--- Data for this exercise ---
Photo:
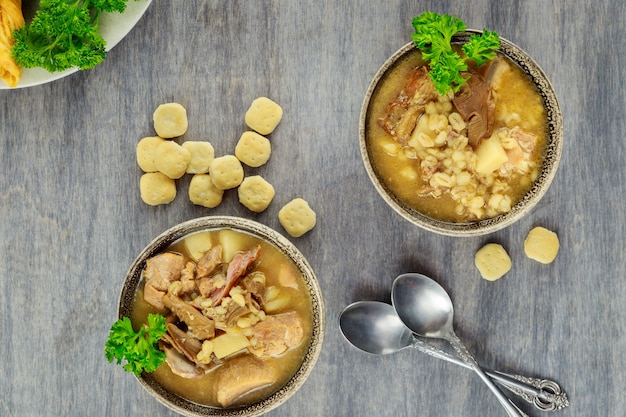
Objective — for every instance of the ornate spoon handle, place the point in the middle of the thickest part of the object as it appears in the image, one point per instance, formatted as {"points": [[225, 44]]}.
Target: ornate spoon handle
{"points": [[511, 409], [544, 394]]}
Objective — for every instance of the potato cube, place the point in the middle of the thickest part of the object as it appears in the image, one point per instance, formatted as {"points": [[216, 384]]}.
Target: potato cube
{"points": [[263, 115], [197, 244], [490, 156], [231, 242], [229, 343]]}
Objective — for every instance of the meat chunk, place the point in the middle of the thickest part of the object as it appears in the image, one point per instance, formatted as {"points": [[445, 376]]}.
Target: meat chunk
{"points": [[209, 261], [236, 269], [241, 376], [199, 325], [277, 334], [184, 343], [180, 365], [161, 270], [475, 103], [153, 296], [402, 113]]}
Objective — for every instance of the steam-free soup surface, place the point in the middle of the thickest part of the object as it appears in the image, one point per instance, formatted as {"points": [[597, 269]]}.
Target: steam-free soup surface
---
What the exercise asks = Retype all of the data above word for word, leaving out the pictures.

Task response =
Photo:
Objective — for every instance of the ornate spoon handle, place the point in the middle of the thickest part of the object as it appears in the image, one point per instance, formatted as {"points": [[225, 44]]}.
Target: ornate spoon handle
{"points": [[511, 409], [544, 394]]}
Objective — for every instance of the potato cube, place the point in the middle of the thickest part of the object as it appears in the image, one point per instance, formatted as {"points": [[216, 384]]}.
Target: potato cube
{"points": [[263, 115], [197, 244], [490, 156], [231, 242], [229, 343]]}
Objective — for every instance of the meat chunk, place the point in the middle of the thickest part of the object as it appears in the image, one point per instance, formatted as {"points": [[445, 376]]}.
Target: meat chunk
{"points": [[209, 261], [236, 269], [241, 376], [199, 325], [277, 334], [184, 343], [180, 365], [161, 270], [475, 103], [153, 296], [402, 113]]}
Objective — for every instance of the steam-free soup surface, place the point in the middle of the thickest part of the object as it appears in the image, one point per instance, formatted as {"points": [[597, 269]]}.
Target: steam-free soup surface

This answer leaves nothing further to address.